Исходный отрывок:
Работать коней очень грустно. Животные крайне недовольны окружающей средой, перманентно страдают и стараются вытоптать вольты такой формы, чтобы они сложились в слово «СОС», которое увидит Гринпис со спутника (я уверена, такой есть) и приедет спасать бедных зверушек от жестокого обращения на машине с мигалкой.
Пока славные зоозащитники пытаются расшифровать странные письмена на нашем плацу, я старательно запихиваю себя на лошадок и мы, дружно поджав булки (ветер, сука, задувает) изображаем работу.
Арзамас, кстати, выпендривается меньше всех. Это выше его достоинства. Из феерически кривоногого и страшного рысака, один взгляд на которого вызывал мысль «куда смотрели глаза зоотехника?» (впервые озвучена нашим ветеринаром, Наташкой, когда на нее из денника вышло вот это, споткнувшись три раза), Рома вдруг превратился в шикарную лошадь. Работа творит страшное - конь накачал себе попу, спину и плечи, разжился огромной шеей и очаровательными щеками. И очень классной плюшевой шерстью. Он со стороны похож на огромного медвежонка. Каждый раз, глядя на эту мощную и высоченную зверюгу, я думаю «какое счастье, что он добрый». Более кроткого и ручного создания, чем Рома, придумать сложно.
Кстати, любит он исключительно теток. Мужиков на дух не переносит. Все потому что тетки с ним сюсюкаются и растекаются слюнями восторга, особенно вот когда эта хрень, закрывающая собой горизонт, подходит и с тяжким вздохом пихает голову на пожалеть и погладить. Тетки Рому любят, рассказывают ему о том, какой он восхитительный и красивый, а конь разве что не урчит от счастья. Мужики же от таких нежностей далеки, поэтому Арзамас на них смотрит косо и на контакт не идет. Воспитали, блин, дамского угодника и сына бабского полка.

Условия заданий:
a. Ответьте по отрывку на три вопроса:
(i) Какое слово, по словам автора, лошади стараются сложить из вольтов?
(ii) Кто впервые произнес мысль «куда смотрели глаза зоотехника?»
(iii) Кого Арзамас на дух не переносит?
b. Перечислите по отрывку все части тела, которые, по словам автора, накачал себе конь.
c. Перескажите короче абзац отрывка, начинающийся словами «Кстати, любит он исключительно теток», сохранив его основные факты.

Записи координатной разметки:
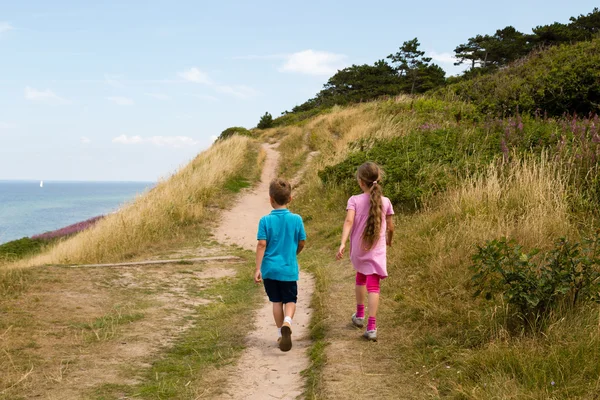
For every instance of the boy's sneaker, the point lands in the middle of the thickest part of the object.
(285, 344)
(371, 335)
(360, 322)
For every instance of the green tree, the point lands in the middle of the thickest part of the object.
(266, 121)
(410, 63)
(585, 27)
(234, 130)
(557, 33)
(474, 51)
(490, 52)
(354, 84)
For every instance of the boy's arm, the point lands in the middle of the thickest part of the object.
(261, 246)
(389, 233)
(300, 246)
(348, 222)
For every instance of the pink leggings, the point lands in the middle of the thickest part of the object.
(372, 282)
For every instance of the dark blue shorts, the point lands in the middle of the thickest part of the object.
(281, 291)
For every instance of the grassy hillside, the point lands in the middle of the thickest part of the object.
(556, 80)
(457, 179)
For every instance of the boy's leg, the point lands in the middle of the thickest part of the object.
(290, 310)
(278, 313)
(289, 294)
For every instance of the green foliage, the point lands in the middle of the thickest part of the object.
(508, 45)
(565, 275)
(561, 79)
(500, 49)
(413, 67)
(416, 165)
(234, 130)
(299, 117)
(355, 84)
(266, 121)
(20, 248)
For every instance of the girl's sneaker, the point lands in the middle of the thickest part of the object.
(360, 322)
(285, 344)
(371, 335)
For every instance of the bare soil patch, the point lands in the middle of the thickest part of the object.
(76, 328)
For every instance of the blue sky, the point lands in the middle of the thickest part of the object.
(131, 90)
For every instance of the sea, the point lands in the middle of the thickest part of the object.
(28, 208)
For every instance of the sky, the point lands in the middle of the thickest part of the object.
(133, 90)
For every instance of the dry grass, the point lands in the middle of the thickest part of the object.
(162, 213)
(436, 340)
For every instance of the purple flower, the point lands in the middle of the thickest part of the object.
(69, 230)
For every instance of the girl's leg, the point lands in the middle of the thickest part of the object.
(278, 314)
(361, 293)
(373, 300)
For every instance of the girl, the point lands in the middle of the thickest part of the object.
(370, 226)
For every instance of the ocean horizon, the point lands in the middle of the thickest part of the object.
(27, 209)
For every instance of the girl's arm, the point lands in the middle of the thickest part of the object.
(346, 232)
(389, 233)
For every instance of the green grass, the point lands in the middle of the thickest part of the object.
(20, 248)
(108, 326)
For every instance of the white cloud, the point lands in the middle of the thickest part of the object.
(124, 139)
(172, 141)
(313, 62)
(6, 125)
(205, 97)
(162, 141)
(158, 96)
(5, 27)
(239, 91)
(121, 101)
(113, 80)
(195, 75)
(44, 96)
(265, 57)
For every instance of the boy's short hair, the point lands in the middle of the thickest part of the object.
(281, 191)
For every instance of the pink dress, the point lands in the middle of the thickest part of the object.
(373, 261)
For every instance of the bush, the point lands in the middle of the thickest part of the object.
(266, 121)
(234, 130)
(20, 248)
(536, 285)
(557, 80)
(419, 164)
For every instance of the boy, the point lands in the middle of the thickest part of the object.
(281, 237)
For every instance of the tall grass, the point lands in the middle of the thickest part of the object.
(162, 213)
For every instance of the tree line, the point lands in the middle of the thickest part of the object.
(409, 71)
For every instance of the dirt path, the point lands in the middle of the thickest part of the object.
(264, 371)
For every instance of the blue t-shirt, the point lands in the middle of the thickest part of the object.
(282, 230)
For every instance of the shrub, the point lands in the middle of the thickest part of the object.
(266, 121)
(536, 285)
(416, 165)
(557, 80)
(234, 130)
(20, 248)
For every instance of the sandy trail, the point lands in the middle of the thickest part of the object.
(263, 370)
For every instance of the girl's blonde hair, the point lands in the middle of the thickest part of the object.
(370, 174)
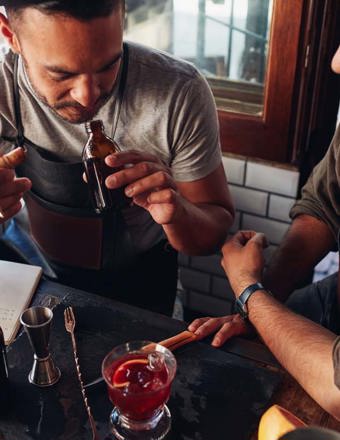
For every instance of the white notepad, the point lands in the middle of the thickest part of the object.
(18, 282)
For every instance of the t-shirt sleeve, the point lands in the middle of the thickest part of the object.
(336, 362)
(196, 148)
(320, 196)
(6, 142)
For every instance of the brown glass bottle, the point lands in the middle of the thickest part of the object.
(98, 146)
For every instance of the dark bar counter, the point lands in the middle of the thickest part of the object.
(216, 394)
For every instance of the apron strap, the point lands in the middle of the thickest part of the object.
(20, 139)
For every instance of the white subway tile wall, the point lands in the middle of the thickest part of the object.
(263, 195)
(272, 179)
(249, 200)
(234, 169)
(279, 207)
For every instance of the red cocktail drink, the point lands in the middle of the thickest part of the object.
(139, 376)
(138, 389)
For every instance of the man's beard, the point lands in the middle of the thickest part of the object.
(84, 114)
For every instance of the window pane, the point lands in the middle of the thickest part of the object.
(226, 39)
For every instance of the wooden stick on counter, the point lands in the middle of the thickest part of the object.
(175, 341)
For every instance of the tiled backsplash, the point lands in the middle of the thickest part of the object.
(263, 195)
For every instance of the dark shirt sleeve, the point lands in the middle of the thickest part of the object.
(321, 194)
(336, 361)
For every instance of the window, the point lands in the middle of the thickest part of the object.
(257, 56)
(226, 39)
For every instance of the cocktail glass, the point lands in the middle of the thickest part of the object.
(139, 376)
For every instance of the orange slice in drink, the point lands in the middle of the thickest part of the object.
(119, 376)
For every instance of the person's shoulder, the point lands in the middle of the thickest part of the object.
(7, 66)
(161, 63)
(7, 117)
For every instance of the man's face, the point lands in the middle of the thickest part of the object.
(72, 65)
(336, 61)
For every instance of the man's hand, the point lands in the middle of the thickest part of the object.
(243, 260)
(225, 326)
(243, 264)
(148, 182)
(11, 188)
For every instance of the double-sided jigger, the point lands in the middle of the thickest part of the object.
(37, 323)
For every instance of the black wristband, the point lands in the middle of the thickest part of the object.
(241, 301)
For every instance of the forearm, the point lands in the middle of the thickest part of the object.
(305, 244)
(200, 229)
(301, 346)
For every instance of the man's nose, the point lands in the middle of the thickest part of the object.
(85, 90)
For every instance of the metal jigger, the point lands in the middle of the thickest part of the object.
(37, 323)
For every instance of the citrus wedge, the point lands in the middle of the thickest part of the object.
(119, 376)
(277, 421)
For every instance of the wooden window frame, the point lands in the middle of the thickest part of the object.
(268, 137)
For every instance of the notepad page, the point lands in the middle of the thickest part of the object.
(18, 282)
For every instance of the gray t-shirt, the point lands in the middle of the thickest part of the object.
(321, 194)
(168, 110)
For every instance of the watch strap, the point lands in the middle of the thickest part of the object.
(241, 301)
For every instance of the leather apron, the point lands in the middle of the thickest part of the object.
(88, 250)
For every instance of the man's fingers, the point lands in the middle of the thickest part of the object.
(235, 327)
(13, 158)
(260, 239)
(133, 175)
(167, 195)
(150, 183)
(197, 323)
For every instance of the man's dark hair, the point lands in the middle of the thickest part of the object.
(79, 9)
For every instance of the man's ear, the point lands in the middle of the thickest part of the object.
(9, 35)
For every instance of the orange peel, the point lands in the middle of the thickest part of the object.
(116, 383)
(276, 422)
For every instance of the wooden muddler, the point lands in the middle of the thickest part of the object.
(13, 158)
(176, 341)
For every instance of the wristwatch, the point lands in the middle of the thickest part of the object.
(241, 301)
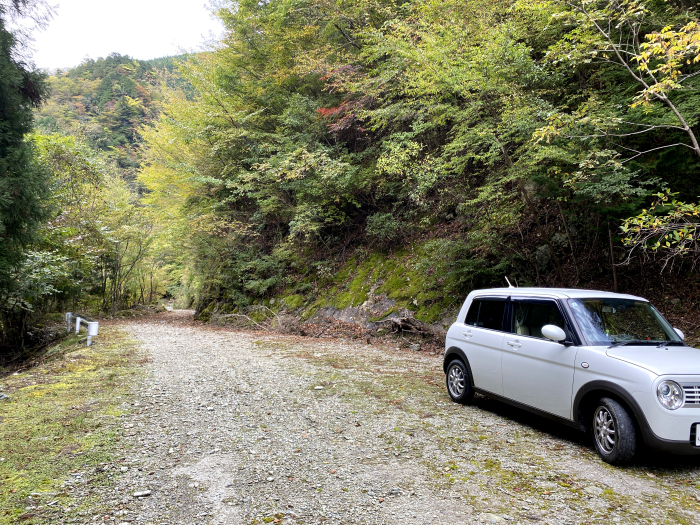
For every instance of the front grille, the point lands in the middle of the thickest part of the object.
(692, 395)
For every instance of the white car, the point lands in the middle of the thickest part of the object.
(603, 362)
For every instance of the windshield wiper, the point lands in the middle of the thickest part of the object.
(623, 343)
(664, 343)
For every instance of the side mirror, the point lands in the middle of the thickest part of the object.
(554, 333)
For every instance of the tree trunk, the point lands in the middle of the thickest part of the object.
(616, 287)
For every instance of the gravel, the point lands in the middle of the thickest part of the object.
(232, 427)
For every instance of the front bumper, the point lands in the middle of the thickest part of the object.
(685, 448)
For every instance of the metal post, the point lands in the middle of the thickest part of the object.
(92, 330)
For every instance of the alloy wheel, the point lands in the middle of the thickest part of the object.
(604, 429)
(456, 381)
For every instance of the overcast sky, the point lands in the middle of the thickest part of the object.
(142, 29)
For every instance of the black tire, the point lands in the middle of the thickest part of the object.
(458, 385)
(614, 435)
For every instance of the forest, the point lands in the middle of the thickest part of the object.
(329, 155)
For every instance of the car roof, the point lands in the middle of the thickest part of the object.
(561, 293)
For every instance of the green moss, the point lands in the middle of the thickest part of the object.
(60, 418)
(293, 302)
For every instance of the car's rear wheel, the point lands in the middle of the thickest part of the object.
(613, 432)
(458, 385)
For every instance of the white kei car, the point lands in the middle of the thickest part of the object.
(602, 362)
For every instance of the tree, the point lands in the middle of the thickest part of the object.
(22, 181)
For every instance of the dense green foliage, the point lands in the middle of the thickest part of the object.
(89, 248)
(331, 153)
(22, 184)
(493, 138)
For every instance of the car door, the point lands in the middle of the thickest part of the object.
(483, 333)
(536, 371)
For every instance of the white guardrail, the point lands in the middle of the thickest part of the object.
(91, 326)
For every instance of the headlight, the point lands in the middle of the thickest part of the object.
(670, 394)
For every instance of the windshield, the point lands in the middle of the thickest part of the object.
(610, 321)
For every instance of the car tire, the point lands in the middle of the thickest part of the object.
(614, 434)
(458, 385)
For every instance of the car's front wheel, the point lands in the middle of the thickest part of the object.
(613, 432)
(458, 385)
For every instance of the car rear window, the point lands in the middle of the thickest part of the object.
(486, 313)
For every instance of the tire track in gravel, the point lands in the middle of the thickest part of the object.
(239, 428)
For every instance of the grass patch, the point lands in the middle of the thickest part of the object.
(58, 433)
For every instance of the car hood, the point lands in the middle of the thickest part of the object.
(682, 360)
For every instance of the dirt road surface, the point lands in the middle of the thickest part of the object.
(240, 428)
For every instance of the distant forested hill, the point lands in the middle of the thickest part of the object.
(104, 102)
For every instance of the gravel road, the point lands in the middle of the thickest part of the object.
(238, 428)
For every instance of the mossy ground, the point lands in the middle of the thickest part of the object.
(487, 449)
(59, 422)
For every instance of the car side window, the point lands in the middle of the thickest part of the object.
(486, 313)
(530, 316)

==

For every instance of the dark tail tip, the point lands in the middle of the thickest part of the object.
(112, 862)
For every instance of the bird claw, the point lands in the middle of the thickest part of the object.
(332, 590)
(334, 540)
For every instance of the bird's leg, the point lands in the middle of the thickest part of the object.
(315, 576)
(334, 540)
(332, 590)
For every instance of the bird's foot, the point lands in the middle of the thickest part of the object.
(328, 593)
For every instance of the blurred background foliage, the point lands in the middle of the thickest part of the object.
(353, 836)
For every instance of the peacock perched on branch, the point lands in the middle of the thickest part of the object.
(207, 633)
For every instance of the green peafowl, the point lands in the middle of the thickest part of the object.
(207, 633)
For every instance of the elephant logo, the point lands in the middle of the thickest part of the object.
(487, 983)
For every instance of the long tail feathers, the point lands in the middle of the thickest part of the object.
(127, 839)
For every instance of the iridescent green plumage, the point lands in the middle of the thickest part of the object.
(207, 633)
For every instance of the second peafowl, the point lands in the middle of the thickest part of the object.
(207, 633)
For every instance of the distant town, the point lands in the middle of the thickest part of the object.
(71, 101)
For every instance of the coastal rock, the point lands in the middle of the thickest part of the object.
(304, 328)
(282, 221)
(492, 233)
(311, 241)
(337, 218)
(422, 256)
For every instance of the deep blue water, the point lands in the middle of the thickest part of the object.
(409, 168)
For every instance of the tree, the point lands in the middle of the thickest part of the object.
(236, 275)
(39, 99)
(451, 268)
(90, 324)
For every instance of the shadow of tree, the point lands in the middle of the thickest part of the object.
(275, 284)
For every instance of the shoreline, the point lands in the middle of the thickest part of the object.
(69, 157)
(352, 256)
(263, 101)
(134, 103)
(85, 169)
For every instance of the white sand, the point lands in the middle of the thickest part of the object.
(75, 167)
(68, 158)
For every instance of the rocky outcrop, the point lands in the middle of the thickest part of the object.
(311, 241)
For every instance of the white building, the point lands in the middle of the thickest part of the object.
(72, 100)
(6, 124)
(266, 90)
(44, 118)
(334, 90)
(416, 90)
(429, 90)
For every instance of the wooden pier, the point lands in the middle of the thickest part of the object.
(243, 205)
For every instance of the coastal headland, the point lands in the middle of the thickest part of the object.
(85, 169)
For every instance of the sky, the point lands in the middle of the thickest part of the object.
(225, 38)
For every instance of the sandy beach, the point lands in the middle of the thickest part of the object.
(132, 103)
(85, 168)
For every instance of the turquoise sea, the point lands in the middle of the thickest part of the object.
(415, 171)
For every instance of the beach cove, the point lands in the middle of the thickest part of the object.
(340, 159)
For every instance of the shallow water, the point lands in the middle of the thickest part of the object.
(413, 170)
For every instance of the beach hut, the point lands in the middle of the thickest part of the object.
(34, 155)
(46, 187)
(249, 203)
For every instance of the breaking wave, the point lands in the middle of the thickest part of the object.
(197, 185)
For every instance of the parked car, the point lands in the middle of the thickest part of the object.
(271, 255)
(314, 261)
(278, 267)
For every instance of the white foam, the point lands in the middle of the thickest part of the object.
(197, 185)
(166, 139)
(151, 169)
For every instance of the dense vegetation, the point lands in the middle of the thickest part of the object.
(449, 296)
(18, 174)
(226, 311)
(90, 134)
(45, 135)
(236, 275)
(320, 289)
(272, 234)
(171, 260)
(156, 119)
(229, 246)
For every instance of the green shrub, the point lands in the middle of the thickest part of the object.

Ответы к заданиям:
a.
(i) «СОС».
(ii) Ветеринар Наташка.
(iii) Мужиков.

b. Попа, спина, плечи.

c. Арзамас любит только женщин и не переносит мужчин. Женщины с ним сюсюкаются, гладят и хвалят его, особенно когда он подходит и с тяжким вздохом подставляет голову, а конь от этого счастлив. Мужчины таких нежностей не проявляют, поэтому Арзамас смотрит на них косо и на контакт не идет.